-- BEGIN EXTRACTED RECORDS --
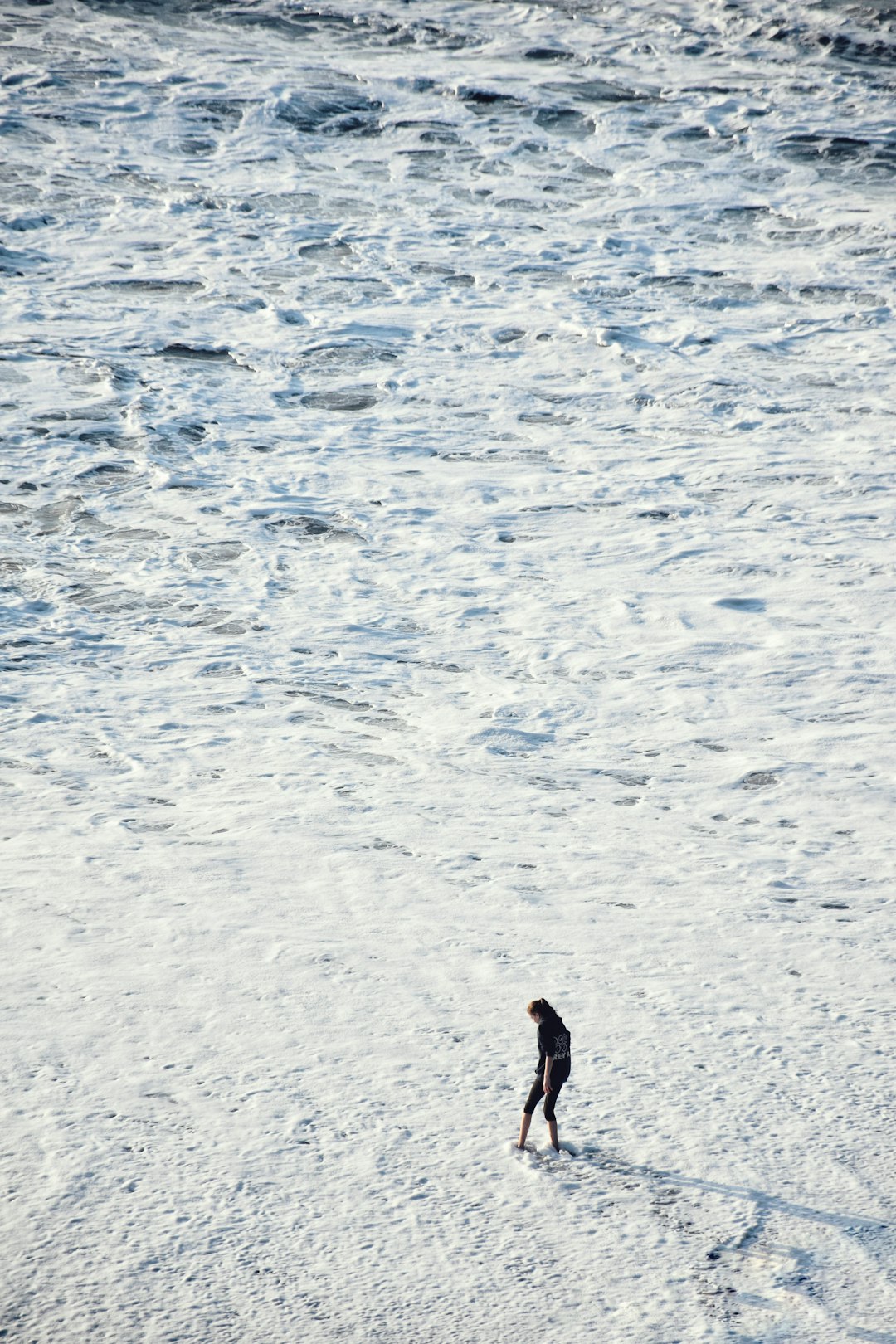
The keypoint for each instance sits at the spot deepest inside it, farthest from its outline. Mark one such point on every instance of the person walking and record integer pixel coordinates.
(553, 1069)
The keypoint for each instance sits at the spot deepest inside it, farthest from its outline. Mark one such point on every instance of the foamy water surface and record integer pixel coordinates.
(446, 494)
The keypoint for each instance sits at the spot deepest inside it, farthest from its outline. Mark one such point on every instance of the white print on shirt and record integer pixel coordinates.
(562, 1045)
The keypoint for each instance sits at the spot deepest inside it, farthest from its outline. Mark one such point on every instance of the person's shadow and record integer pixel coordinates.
(668, 1186)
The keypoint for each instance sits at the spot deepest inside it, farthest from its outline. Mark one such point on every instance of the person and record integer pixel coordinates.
(553, 1070)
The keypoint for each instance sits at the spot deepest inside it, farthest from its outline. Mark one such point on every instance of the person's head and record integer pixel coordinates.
(540, 1010)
-- END EXTRACTED RECORDS --
◆ WORK REQUIRED
Extract all the data above exactly, excluding every picture.

◆ TASK RESULT
The keypoint for each instance sits at the spot deepest inside it, farthest from its outline. Mark one such point on every instance of the person walking and record integer pixel coordinates.
(553, 1069)
The keypoint for each instance sits at the spot deepest inside it, farthest from its outline. Mark one such point on every instance of the foamy water surface and record integer pixel coordinates.
(446, 494)
The keypoint for each instance sits at the spot deepest inside it, farthest from its outline. Mark one such point on every instance of the white print on shirt and record integer pixel coordinates.
(562, 1045)
The keypoint for each instance sits at the spot deepest inside it, farthest from its outline. Mark one such point on every instance of the person's shadow and record integer pixel coordinates.
(668, 1186)
The keypoint for each instance sits at the spot deepest inside it, farthest from its outline. Mark one such point on every instance of the person and record integer pixel coordinates.
(553, 1070)
The keypoint for each instance sits at the spot deepest inside it, farthest from its outline. Mark one such point on every instance of the person's head and record integer pixel coordinates.
(540, 1010)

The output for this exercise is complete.